+++ SOURCE RECORDS +++

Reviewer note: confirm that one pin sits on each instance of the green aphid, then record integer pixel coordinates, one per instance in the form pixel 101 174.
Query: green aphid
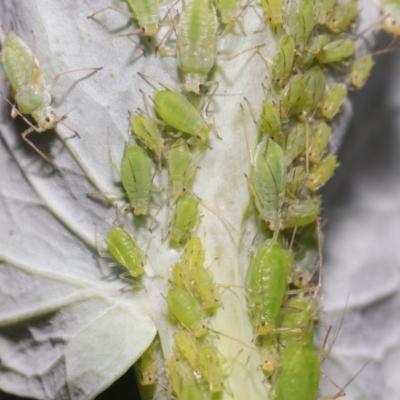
pixel 336 51
pixel 184 219
pixel 321 172
pixel 298 375
pixel 309 99
pixel 196 42
pixel 297 323
pixel 295 180
pixel 268 181
pixel 146 130
pixel 178 112
pixel 295 142
pixel 360 70
pixel 301 212
pixel 270 120
pixel 302 25
pixel 211 368
pixel 179 160
pixel 291 95
pixel 187 310
pixel 322 10
pixel 186 344
pixel 284 59
pixel 125 250
pixel 341 16
pixel 333 100
pixel 136 177
pixel 267 279
pixel 318 142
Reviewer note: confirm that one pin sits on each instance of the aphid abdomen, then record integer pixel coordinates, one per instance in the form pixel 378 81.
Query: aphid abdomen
pixel 267 279
pixel 136 176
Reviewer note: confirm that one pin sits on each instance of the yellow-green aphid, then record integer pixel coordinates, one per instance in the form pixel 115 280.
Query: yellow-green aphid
pixel 295 181
pixel 268 181
pixel 211 369
pixel 267 279
pixel 179 113
pixel 321 172
pixel 298 375
pixel 187 310
pixel 336 51
pixel 360 70
pixel 184 219
pixel 291 95
pixel 333 99
pixel 125 250
pixel 295 142
pixel 179 168
pixel 301 212
pixel 298 318
pixel 196 42
pixel 270 121
pixel 28 83
pixel 136 177
pixel 302 25
pixel 322 10
pixel 283 61
pixel 314 79
pixel 205 286
pixel 186 344
pixel 318 142
pixel 149 364
pixel 341 16
pixel 147 132
pixel 274 11
pixel 391 16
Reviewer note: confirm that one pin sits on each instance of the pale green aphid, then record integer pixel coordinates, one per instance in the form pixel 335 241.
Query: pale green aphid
pixel 291 95
pixel 144 11
pixel 321 172
pixel 179 113
pixel 301 212
pixel 318 142
pixel 336 51
pixel 322 10
pixel 268 181
pixel 341 16
pixel 136 177
pixel 297 323
pixel 147 132
pixel 210 367
pixel 187 310
pixel 295 142
pixel 125 250
pixel 196 42
pixel 149 364
pixel 179 167
pixel 309 99
pixel 333 100
pixel 360 70
pixel 267 279
pixel 284 59
pixel 274 11
pixel 298 375
pixel 186 344
pixel 270 120
pixel 184 219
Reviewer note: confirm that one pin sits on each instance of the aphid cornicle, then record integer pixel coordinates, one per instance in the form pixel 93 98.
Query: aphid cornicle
pixel 267 279
pixel 125 250
pixel 178 112
pixel 136 177
pixel 196 42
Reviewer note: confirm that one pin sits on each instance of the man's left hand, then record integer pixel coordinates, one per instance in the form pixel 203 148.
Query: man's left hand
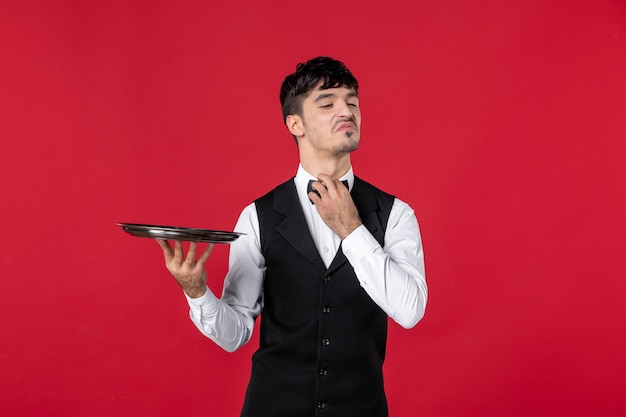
pixel 335 205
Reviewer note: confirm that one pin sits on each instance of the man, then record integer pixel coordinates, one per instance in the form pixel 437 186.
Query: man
pixel 324 264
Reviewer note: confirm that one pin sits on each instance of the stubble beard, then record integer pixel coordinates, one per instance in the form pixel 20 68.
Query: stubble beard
pixel 349 145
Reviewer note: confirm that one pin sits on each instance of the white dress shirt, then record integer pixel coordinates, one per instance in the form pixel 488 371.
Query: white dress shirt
pixel 393 276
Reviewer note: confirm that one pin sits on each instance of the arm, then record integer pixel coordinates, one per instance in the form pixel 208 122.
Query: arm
pixel 229 321
pixel 393 276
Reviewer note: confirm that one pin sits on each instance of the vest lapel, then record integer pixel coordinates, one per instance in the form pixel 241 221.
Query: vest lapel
pixel 293 227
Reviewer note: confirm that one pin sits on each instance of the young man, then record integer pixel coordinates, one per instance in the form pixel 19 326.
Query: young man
pixel 325 260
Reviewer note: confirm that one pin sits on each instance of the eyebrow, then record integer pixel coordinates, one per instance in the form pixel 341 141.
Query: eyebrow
pixel 326 95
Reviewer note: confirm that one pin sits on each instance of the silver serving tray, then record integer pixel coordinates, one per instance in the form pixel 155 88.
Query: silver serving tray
pixel 187 234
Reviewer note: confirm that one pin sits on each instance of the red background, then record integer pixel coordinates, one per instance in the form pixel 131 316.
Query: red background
pixel 501 122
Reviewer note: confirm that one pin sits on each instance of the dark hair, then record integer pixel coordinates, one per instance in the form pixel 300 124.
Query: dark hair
pixel 297 86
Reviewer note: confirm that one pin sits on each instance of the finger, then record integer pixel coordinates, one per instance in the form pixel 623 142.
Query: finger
pixel 320 187
pixel 207 252
pixel 191 253
pixel 315 197
pixel 168 252
pixel 178 251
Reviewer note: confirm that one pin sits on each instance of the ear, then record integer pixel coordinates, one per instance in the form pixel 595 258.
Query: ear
pixel 294 124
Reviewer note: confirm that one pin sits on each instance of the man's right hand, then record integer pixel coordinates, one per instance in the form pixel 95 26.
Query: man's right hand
pixel 188 272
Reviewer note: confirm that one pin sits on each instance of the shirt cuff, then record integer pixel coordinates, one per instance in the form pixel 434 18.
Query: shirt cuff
pixel 359 243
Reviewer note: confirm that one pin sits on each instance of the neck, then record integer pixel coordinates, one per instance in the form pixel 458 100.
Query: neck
pixel 335 167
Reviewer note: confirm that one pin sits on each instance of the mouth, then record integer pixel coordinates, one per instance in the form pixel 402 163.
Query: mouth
pixel 345 126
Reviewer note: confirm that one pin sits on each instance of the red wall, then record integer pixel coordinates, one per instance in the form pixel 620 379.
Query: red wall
pixel 501 122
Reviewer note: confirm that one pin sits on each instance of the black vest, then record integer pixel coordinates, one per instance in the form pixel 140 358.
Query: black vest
pixel 322 338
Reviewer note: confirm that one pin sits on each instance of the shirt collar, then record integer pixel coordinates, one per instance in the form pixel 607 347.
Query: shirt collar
pixel 303 177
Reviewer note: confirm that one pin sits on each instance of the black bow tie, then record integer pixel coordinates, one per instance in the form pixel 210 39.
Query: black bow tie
pixel 309 188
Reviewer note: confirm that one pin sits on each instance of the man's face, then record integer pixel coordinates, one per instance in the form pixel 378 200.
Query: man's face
pixel 331 120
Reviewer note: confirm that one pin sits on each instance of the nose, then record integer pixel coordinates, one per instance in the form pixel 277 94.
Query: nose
pixel 344 109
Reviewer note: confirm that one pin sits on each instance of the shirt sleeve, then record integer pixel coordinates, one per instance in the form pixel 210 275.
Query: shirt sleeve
pixel 393 276
pixel 229 321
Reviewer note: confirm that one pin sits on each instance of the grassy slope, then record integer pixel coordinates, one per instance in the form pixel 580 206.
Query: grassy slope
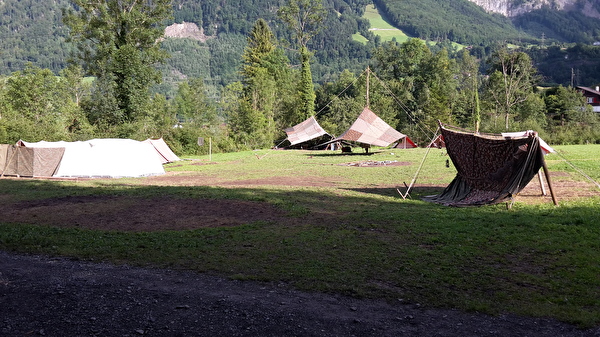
pixel 383 29
pixel 535 260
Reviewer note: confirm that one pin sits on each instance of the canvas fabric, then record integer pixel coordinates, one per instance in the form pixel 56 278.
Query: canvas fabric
pixel 29 162
pixel 104 158
pixel 305 131
pixel 163 150
pixel 490 168
pixel 370 129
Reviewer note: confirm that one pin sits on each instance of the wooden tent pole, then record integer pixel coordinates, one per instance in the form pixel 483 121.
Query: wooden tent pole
pixel 368 75
pixel 542 183
pixel 548 180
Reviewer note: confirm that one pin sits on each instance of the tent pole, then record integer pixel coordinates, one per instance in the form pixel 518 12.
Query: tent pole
pixel 548 180
pixel 368 73
pixel 9 161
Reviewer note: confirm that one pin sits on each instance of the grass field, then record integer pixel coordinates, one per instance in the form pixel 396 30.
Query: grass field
pixel 386 31
pixel 381 28
pixel 341 227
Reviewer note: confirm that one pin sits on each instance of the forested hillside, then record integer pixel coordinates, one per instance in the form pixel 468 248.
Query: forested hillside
pixel 243 71
pixel 32 31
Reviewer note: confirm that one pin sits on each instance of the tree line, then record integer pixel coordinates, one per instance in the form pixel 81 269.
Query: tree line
pixel 414 86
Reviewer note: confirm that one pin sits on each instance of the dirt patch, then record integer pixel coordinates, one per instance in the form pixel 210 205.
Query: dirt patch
pixel 137 214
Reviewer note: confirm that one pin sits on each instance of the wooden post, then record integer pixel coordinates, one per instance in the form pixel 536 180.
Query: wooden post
pixel 548 180
pixel 542 183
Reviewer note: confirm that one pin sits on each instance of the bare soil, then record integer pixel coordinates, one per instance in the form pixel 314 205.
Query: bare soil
pixel 50 296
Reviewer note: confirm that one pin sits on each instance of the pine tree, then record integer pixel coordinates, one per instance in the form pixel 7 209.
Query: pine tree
pixel 117 42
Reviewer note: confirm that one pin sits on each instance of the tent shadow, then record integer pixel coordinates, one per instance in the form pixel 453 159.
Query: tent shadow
pixel 416 193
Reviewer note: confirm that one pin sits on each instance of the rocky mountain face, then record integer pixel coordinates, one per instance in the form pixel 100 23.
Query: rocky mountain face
pixel 513 8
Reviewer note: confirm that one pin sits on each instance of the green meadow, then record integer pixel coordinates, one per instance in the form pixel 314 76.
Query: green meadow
pixel 345 229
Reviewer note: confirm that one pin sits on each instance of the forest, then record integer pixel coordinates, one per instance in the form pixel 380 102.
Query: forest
pixel 258 75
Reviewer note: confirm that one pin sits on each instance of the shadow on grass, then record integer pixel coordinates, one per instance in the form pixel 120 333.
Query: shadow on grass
pixel 530 255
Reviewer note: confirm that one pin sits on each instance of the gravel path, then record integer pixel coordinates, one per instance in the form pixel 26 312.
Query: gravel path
pixel 42 296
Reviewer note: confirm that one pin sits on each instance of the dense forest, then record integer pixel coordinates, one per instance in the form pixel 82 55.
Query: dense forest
pixel 32 31
pixel 258 73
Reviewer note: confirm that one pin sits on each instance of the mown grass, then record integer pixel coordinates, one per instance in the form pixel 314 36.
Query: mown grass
pixel 532 259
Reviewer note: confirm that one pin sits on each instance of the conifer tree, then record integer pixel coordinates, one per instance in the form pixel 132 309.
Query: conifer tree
pixel 304 18
pixel 118 42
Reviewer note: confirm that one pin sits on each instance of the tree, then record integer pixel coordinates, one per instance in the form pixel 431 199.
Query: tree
pixel 512 78
pixel 466 110
pixel 37 105
pixel 304 18
pixel 118 42
pixel 266 89
pixel 424 81
pixel 192 105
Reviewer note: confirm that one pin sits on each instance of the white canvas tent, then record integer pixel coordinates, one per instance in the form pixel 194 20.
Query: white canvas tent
pixel 108 158
pixel 164 151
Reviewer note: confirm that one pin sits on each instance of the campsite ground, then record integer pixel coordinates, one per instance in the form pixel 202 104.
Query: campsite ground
pixel 44 296
pixel 65 297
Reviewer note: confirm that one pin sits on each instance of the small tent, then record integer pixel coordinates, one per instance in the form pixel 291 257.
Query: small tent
pixel 107 158
pixel 305 131
pixel 405 143
pixel 491 168
pixel 371 130
pixel 163 150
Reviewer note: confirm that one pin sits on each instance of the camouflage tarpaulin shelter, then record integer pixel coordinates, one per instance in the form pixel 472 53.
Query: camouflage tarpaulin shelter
pixel 491 168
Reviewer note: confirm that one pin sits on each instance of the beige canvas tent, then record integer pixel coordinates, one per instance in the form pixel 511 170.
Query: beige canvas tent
pixel 29 162
pixel 371 130
pixel 163 150
pixel 405 143
pixel 305 131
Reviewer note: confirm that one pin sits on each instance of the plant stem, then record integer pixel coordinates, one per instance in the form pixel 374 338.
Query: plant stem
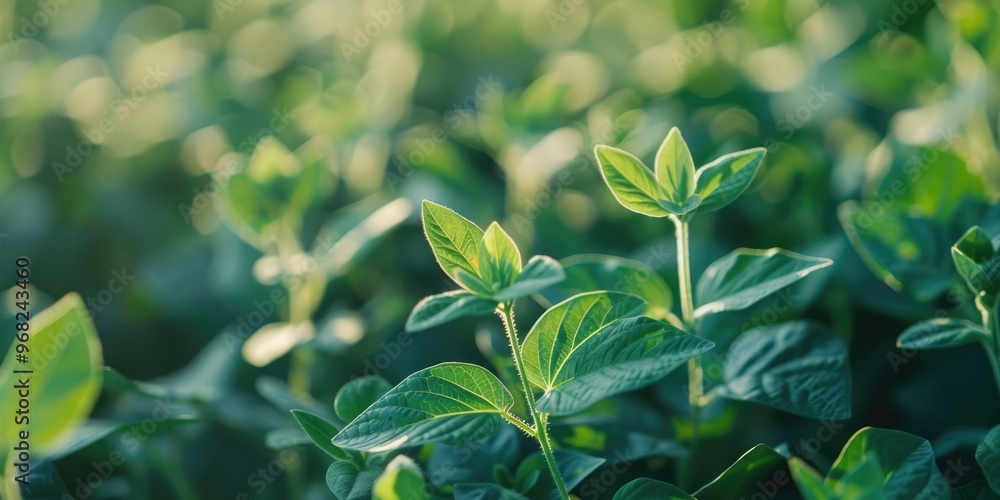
pixel 506 311
pixel 696 388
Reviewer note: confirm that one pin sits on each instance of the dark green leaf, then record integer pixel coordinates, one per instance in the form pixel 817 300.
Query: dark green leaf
pixel 988 456
pixel 348 482
pixel 320 432
pixel 798 367
pixel 446 307
pixel 941 333
pixel 744 277
pixel 631 182
pixel 444 403
pixel 358 394
pixel 574 468
pixel 905 464
pixel 644 489
pixel 743 479
pixel 402 480
pixel 726 178
pixel 64 354
pixel 540 272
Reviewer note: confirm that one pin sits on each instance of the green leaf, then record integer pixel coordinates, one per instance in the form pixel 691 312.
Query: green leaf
pixel 446 307
pixel 674 169
pixel 592 346
pixel 320 432
pixel 643 489
pixel 348 482
pixel 443 403
pixel 798 367
pixel 809 481
pixel 455 243
pixel 355 396
pixel 485 491
pixel 743 479
pixel 976 261
pixel 988 456
pixel 573 467
pixel 499 259
pixel 632 184
pixel 64 355
pixel 592 273
pixel 941 333
pixel 353 232
pixel 726 178
pixel 539 273
pixel 402 480
pixel 744 277
pixel 561 330
pixel 905 463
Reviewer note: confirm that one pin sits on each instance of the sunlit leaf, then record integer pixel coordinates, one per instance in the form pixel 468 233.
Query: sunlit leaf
pixel 445 307
pixel 726 178
pixel 631 182
pixel 444 403
pixel 64 357
pixel 744 277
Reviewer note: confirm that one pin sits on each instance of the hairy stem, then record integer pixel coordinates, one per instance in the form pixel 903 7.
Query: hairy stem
pixel 541 432
pixel 696 388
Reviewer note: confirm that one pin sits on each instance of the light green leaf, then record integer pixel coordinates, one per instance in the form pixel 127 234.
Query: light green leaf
pixel 355 396
pixel 348 482
pixel 353 232
pixel 573 467
pixel 446 307
pixel 540 272
pixel 742 479
pixel 674 169
pixel 592 273
pixel 988 456
pixel 402 480
pixel 632 184
pixel 64 356
pixel 320 432
pixel 565 326
pixel 941 333
pixel 798 367
pixel 643 489
pixel 905 463
pixel 726 178
pixel 809 481
pixel 455 243
pixel 485 491
pixel 499 259
pixel 744 277
pixel 976 261
pixel 593 346
pixel 443 403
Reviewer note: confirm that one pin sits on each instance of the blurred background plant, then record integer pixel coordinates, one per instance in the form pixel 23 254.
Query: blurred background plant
pixel 129 175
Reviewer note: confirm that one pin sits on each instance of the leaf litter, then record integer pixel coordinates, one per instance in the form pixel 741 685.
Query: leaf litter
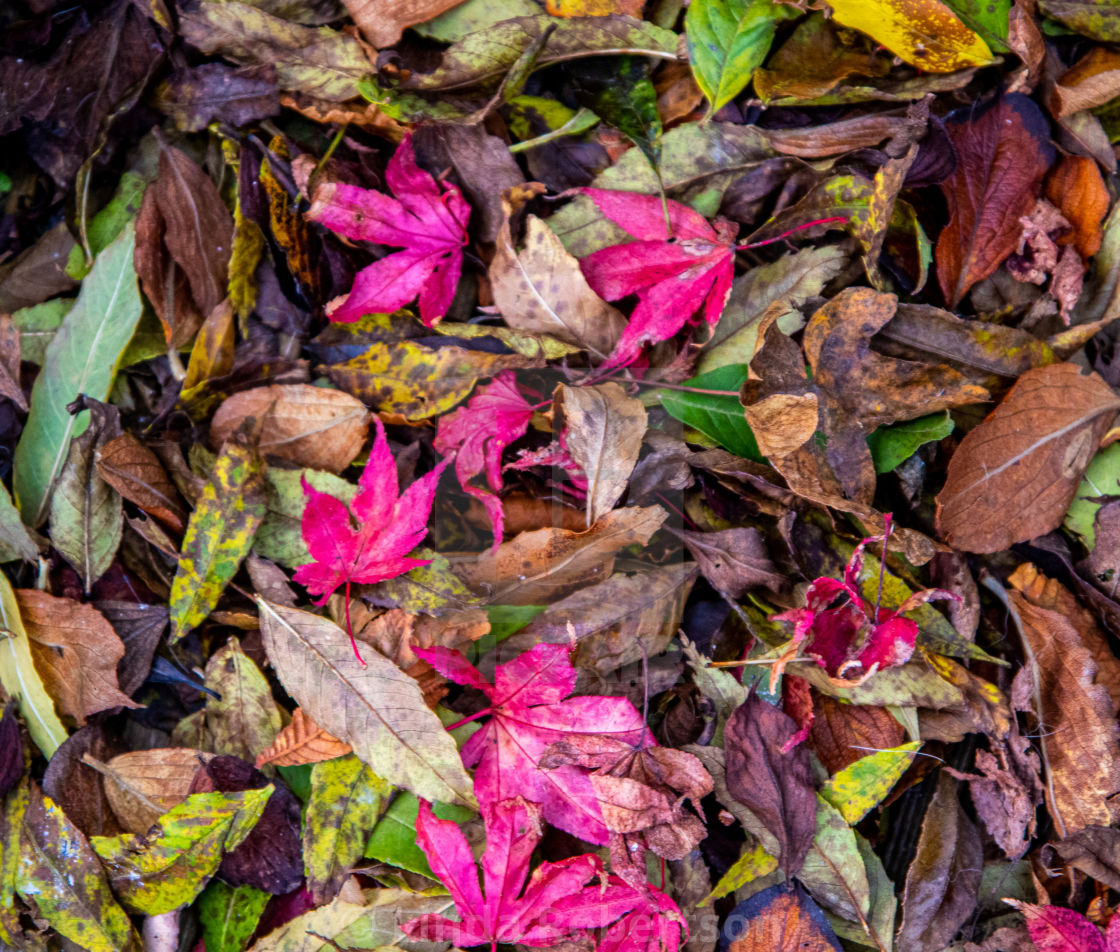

+++

(EXERCISE INSTRUCTIONS) Reproduce the lines of the records above exactly, starting at the line that contains "pixel 483 121." and ending at the line that contains "pixel 9 161".

(SOLUTION TO THE EXERCISE)
Reviewer note: confirm that one pin sits on each instance of the wooden tent pole, then record integer pixel coordinates, one per instance in the form pixel 483 121.
Query: wooden tent pole
pixel 368 75
pixel 542 183
pixel 548 180
Reviewer note: confirm that one pin sits on each instance of the tent pole, then record integer pixel coordinates, one per instance in the form pixel 518 12.
Query: tent pole
pixel 548 180
pixel 368 73
pixel 9 161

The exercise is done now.